### LISTED RECORDS

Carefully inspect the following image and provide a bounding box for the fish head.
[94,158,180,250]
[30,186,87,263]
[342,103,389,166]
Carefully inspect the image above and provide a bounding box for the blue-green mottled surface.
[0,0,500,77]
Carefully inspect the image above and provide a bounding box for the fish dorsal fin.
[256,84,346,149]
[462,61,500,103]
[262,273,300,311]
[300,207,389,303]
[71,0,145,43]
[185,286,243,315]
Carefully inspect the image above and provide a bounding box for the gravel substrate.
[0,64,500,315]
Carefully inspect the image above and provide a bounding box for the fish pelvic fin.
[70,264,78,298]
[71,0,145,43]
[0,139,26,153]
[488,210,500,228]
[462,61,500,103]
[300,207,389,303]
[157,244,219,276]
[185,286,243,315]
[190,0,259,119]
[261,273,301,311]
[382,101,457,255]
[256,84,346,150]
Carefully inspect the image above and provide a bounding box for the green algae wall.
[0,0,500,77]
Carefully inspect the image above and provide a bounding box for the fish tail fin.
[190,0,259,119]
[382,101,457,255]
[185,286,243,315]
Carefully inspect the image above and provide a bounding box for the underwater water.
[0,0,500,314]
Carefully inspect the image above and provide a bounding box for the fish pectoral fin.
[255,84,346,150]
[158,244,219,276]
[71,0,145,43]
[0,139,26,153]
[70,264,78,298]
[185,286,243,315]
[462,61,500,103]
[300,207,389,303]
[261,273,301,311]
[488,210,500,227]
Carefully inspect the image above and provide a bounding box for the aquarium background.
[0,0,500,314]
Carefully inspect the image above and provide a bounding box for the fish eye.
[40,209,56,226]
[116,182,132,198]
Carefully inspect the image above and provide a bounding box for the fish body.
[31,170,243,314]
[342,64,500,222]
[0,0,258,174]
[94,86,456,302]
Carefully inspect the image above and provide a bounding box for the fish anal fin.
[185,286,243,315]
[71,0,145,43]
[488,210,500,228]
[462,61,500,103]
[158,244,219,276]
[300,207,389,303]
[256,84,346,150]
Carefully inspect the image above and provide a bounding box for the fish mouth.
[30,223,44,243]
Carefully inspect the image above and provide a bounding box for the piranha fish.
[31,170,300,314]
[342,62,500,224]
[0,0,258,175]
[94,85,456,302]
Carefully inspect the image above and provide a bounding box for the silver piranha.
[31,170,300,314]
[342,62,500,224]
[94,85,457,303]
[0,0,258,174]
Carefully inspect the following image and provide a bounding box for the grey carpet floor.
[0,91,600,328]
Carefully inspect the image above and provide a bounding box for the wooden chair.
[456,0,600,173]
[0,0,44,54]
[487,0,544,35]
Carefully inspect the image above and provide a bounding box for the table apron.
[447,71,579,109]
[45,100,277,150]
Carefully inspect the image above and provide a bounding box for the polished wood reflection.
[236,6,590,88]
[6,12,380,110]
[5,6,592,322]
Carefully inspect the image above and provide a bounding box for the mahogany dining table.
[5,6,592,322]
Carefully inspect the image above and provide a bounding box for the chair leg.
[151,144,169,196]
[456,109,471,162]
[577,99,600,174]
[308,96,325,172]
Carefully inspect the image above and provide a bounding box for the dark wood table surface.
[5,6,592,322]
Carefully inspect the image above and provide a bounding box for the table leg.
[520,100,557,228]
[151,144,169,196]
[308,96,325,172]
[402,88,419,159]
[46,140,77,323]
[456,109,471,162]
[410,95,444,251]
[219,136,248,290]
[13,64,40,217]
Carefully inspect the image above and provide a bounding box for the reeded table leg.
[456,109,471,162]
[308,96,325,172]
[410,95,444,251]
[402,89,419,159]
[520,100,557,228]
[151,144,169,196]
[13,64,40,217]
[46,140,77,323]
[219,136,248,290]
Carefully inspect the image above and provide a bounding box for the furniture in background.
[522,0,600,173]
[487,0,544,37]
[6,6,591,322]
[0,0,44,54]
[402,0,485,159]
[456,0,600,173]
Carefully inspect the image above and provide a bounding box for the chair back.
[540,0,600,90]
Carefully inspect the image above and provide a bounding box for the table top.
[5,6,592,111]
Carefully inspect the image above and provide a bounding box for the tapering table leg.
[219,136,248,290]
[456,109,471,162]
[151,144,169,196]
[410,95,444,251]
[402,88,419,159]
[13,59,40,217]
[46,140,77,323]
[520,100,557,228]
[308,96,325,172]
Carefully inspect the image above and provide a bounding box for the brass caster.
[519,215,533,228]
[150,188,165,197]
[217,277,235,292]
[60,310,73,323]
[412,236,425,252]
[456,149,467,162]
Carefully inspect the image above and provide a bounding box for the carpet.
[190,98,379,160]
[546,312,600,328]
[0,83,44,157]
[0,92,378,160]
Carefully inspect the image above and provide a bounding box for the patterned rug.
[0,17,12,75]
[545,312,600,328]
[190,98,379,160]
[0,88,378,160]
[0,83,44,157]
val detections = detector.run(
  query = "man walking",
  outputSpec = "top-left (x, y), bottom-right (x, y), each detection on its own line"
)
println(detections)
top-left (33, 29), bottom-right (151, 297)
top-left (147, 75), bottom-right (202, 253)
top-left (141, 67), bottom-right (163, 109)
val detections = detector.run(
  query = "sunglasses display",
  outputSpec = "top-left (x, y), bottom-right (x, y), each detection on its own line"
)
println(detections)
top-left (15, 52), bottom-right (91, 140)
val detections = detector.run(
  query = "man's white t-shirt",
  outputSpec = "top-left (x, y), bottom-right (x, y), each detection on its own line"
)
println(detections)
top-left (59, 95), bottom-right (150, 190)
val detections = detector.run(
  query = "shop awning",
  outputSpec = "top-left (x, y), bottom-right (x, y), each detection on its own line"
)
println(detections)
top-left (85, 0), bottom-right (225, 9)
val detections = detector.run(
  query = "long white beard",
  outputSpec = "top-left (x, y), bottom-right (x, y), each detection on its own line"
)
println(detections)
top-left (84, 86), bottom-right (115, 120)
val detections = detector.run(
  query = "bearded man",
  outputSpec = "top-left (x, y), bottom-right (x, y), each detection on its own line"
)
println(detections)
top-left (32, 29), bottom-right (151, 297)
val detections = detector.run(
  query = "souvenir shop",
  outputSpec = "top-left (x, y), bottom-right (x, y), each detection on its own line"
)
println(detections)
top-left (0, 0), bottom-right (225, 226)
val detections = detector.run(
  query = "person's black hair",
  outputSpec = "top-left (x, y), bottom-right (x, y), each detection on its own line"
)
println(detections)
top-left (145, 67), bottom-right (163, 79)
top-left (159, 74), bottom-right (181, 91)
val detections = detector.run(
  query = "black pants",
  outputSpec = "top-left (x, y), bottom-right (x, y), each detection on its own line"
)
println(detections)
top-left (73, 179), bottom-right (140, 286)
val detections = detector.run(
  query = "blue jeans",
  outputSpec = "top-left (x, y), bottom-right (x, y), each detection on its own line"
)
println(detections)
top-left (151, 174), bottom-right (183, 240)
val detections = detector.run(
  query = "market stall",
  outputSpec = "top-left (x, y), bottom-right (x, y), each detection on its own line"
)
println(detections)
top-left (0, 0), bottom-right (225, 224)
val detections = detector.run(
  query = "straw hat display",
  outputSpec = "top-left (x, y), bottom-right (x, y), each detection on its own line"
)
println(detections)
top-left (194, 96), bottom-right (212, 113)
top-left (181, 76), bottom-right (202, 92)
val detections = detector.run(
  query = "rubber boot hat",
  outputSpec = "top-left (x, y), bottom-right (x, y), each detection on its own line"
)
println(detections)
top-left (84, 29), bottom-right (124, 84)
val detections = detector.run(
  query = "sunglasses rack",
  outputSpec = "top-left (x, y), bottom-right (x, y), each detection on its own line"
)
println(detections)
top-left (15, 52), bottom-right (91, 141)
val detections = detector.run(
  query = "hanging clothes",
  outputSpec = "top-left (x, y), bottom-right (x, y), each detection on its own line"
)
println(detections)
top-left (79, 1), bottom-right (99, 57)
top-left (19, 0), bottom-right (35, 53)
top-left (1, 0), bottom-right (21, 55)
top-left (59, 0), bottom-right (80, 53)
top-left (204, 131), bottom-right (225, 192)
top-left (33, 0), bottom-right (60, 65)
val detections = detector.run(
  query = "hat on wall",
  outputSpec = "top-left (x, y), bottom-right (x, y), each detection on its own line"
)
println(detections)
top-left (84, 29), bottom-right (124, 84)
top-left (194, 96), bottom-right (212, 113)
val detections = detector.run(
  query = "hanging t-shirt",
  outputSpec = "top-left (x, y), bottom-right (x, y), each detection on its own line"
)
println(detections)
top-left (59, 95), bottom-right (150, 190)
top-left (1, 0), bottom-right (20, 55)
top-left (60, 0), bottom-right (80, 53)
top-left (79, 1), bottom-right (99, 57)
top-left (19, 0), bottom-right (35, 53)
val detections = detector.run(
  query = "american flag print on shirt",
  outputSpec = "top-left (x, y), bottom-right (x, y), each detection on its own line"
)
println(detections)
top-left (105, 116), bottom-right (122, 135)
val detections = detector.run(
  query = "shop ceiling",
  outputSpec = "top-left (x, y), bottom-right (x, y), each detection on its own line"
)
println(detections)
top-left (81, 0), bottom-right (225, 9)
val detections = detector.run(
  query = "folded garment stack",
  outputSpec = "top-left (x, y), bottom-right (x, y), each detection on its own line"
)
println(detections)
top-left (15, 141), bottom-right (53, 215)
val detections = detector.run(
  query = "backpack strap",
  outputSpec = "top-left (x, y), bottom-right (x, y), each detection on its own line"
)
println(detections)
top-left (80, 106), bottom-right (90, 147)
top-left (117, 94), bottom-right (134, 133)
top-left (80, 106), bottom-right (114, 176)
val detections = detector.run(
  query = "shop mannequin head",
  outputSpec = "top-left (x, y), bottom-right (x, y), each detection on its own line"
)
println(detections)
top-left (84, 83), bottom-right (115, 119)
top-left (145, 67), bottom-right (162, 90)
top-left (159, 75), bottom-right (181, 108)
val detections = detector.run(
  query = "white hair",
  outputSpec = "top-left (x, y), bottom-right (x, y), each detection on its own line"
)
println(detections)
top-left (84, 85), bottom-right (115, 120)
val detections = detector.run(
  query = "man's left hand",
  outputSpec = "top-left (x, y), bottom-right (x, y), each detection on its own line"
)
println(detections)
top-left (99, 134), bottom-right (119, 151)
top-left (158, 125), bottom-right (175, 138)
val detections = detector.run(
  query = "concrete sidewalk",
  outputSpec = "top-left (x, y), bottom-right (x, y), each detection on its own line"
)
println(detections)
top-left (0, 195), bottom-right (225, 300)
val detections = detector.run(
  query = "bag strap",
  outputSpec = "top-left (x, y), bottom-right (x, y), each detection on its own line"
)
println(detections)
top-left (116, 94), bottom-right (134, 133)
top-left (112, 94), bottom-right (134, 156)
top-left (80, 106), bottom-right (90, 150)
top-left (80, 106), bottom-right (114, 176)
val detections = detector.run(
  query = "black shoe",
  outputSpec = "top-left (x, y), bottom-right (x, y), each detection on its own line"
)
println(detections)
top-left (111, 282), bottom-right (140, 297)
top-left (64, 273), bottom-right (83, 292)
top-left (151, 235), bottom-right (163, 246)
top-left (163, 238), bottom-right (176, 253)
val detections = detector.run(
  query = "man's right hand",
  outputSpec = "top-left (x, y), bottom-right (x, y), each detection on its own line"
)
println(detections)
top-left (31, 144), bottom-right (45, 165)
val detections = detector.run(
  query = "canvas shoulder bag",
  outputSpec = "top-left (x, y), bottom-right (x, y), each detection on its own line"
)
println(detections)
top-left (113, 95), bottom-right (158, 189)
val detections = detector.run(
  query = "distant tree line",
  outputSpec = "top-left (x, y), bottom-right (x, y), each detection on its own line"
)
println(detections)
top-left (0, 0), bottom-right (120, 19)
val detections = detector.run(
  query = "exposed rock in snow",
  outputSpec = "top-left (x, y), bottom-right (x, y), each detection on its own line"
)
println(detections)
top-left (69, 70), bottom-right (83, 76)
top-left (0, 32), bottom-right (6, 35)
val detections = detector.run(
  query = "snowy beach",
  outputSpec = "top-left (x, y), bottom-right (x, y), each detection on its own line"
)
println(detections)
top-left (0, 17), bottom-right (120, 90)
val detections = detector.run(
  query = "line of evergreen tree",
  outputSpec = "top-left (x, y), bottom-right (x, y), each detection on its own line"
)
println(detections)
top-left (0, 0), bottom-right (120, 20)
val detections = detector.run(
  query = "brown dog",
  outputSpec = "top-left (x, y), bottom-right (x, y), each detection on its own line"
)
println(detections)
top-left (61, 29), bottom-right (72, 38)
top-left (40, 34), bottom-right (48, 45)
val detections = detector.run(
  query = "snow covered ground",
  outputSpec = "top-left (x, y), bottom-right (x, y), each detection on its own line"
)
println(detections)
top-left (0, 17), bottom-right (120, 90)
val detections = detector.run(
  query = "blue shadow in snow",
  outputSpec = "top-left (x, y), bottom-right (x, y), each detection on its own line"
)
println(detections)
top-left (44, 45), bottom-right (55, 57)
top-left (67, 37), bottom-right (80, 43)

######

> **EXERCISE DETAILS**: Rescale the material from the line with "fish pelvic fin." up to and including the line with "[30,223,44,243]": write out every line again, requests included, with each bounding-box coordinate in the answers multiplied by 1.65 and rounded to a whole number, halves rounding up. Return only those lines.

> **EXERCISE OUTPUT**:
Carefully inspect the image above and provide a bounding box for the fish pelvic fin.
[116,436,129,492]
[117,0,239,71]
[0,229,43,252]
[805,347,825,376]
[762,101,825,170]
[495,342,642,500]
[259,403,361,455]
[305,472,401,520]
[314,0,427,196]
[431,450,497,513]
[630,167,754,421]
[422,139,571,248]
Carefully inspect the image above and provide a bounding box for the green algae wall.
[0,0,825,127]
Carefully inspect the image above and provide a bounding box for the fish tail fin.
[314,0,427,196]
[630,167,754,421]
[305,472,401,520]
Carefully inspect the image above and provide a bounding box for the underwater water.
[0,0,825,518]
Carefully inspect the image above and provide a bounding box for the fish pectoral fin.
[421,139,571,248]
[261,403,361,455]
[117,0,239,71]
[0,229,43,252]
[116,436,129,492]
[305,472,401,520]
[762,101,825,170]
[495,342,642,500]
[431,450,497,513]
[805,347,825,375]
Carefully inspect the image above and provide a bounding box for the aquarium background.
[0,0,825,518]
Carefully inspect the image above and provide a bounding box for the fish eye.
[66,345,92,373]
[191,300,218,327]
Carefully inspect the image above and provide a bounding box for the fish body.
[51,281,401,518]
[564,106,825,366]
[0,0,426,287]
[155,142,752,498]
Carefully inspect the image above and provide a bounding box for the fish anal fin.
[305,472,401,520]
[117,0,239,71]
[805,347,825,376]
[762,101,825,170]
[261,403,361,455]
[495,342,642,500]
[422,139,571,248]
Carefully inspect the image above and provide a bounding box for the fish mouth.
[50,368,73,401]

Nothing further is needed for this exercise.